Emsal Mahkeme Kararı Bursa 1. Asliye Ticaret Mahkemesi 2018/1737 E. 2021/468 K. 28.04.2021 T.

Görüntülediğiniz mahkeme kararı henüz kesinleşmemiştir. Yararlı olması amacıyla eklenmiştir.

TÜRK MİLLETİ ADINA
T.C.
BURSA
1. ASLİYE TİCARET MAHKEMESİ
GEREKÇELİ KARAR
ESAS NO : 2018/1737 Esas
KARAR NO : 2021/468

HAKİM : … …
KATİP : … …

DAVACI -KARŞI DAVALI:…
VEKİLİ :Av. ….
DAVALI -KARŞI DAVACI :M…
VEKİLİ :Av. …
DAVA : İtirazın İptali (Taşınmaz Kira Sözleşmesinden Kaynaklanan)
DAVA TARİHİ : 27/01/2015
KARAR TARİHİ : 28/04/2021
GEREKÇELİ KARARIN
YAZILDIĞI TARİH : 09/07/2021
Mahkememizde görülmekte olan İtirazın İptali (Taşınmaz Kira Sözleşmesinden Kaynaklanan) davasının yapılan açık yargılaması sonunda,
GEREĞİ DÜŞÜNÜLDÜ:
Davacı – karşı davalı vekili dava dilekçesinde ; Davacı-karşı davalı yüklenici şirket vekili, davacının davalının alt yüklenicisi olduğu, davalının Bursa İli Kestel İlçesi Kale Mah. bulunan taşınmazdaki konutların inşa işini üstlendiği, davacının ise 15.01.2013 tarihli sözleşme ile konutlardaki kalorifer tesisatı sıhhi tesisat müşterek tesisatlar doğalgaz tesisatı gibi işlerin yapımını üstlendiği, iş bedelinin 29.915,90 TL olarak belirlendiği ve bedelin ifasının davalının maliki olduğu … plakalı aracın verileceği hususunda anlaşıldığını, sözleşmede belirtilen işlerin eksiksiz olarak yapılmasına rağmen aracın devrinin verilmediğini, 12.01.2013 tarihli teslim tutanağı ile aracın davacıya teslim edildiği, ancak davalının borcu nedeniyle haciz yolu ile davacıdan alındığını, yapılan icra takibine de haksız olarak itiraz edildiğini, davalıya 30.07.2013 tarihli 8.024,00 TL bedelli ve 07.08.2013 tarihli 24.640,76 TL bedelli faturaların, elden teslim edildiğini ancak herhangi bir itirazın olmadığını, bedelin tahsili amacıyla ilamsız icra takibi başlattıklarını, davalı borçlunun haksız ve yersiz şekilde takibe itiraz ettiğini iddia ederek itirazın iptâlini ve %40’dan aşağı olmamak üzere inkâr tazminatına karar verilmesini talep etmiştir.

Veri kümesi kayıtları »

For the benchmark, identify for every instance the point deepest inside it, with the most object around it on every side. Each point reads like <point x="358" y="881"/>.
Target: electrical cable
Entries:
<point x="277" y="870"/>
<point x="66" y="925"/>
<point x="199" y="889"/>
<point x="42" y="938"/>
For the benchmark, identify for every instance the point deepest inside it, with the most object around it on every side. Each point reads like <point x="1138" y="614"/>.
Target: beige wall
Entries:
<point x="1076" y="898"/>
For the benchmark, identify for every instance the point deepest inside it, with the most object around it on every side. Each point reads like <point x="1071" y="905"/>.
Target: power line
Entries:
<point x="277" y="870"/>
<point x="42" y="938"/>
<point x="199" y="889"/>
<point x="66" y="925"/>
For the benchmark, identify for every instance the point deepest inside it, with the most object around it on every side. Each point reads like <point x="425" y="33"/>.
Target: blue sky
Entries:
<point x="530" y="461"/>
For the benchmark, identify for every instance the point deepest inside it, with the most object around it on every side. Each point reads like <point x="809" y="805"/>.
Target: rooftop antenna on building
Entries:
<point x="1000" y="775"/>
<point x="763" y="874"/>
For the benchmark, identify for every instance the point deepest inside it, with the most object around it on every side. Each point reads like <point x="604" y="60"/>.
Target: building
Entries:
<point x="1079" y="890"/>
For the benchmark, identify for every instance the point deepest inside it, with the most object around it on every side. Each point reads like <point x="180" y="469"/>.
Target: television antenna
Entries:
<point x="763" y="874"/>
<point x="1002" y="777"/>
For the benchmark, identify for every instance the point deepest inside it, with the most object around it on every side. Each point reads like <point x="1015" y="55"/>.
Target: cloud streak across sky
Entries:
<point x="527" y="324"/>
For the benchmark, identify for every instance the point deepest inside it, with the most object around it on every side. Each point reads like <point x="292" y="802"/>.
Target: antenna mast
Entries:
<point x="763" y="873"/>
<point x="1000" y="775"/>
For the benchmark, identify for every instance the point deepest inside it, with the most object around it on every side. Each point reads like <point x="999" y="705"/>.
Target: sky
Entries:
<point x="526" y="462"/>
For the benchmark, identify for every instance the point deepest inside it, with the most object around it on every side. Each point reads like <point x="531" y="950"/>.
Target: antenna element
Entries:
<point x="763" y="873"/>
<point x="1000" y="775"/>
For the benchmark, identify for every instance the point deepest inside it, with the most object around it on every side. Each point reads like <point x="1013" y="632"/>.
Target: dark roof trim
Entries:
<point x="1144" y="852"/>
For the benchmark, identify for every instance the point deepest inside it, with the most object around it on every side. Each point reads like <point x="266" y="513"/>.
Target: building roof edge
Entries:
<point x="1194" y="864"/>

...

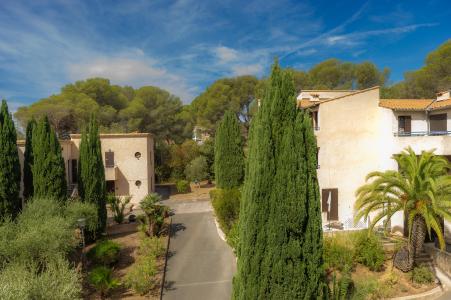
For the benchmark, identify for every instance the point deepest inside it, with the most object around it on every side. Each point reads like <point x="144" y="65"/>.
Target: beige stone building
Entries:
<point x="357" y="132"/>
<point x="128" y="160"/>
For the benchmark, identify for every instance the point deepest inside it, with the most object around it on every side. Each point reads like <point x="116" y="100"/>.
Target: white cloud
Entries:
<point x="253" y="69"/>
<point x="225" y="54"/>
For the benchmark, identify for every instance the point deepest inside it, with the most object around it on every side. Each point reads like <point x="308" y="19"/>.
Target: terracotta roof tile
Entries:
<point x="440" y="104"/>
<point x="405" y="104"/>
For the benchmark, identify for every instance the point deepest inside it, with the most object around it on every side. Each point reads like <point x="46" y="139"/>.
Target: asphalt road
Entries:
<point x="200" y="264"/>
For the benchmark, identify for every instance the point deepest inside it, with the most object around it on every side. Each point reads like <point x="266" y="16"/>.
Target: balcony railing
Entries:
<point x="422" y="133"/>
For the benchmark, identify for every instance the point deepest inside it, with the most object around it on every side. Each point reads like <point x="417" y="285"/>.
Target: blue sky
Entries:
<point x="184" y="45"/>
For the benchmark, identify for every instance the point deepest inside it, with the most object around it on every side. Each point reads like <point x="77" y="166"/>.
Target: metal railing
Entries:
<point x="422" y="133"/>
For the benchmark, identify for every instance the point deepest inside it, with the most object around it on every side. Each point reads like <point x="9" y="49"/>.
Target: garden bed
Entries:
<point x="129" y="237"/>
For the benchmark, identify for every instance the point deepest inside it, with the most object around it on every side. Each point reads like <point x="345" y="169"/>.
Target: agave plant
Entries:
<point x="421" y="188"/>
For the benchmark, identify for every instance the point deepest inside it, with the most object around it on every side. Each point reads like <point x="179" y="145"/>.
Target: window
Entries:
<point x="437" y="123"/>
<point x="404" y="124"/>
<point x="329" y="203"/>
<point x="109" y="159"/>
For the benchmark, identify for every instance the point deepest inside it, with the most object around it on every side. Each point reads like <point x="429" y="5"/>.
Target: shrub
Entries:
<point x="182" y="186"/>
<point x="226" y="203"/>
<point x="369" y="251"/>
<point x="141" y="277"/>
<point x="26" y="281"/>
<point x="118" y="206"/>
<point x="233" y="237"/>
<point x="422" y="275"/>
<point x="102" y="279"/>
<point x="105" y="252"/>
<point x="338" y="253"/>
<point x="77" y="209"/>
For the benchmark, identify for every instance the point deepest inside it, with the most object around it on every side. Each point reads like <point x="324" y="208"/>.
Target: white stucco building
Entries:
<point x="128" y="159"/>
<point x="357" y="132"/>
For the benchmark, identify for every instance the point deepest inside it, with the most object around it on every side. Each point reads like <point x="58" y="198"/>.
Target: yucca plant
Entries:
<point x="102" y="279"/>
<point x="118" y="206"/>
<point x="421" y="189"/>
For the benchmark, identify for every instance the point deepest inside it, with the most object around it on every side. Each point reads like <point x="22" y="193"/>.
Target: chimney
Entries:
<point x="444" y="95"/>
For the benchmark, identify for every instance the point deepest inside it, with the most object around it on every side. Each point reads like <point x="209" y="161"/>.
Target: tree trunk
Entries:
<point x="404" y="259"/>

Verilen görev »
İtirazın iptali davasına ait mahkeme kararını, gösterilen son cümlenin ardından devam ettirin.

Görev çıktısı »
Davalı- karşı davacı vekili cevap ve dava dilekçesinde; Davalı- karşı davacı iş sahibi vekili ise; davacının işi gecikmeli olarak teslim ettiğini, sözleşmenin 3. maddesinde “iş veren tarafından işin birim tarihinden itibaren 7 gün içerisinde aracın satışının noterden verileceğinin kararlaştırıldığını ancak işin gecikmeli teslim edildiğini davalının sözleşmeye konu taşınmaz üzerindeki konutların bir kısmının satışını yapmış olmasının işin sözleşmede belirtilen tarihte teslim edildiği anlamına gelmeyeceğini, davalının konutu satması için davacının işi bitirmesine gerek olmadığını,doğalgaz ve su aboneliklerinin tamamının yapıldığı tarihin davacının iş bitim tarihi olarak kabul edilmesi gerektiğini,iş kapanışının SGK’ya verilmiş olmasının işin bittiği anlamına gelmediğini, davacının her ne kadar 06.05.2013 tarihinde iş bitirdiğini iddia etmiş ise de işin bitirilmesi gereken tarihten 99 günlük gecikme yaşandığını %20 kötüniyet tazminatı talep ettiklerini savunmuştur.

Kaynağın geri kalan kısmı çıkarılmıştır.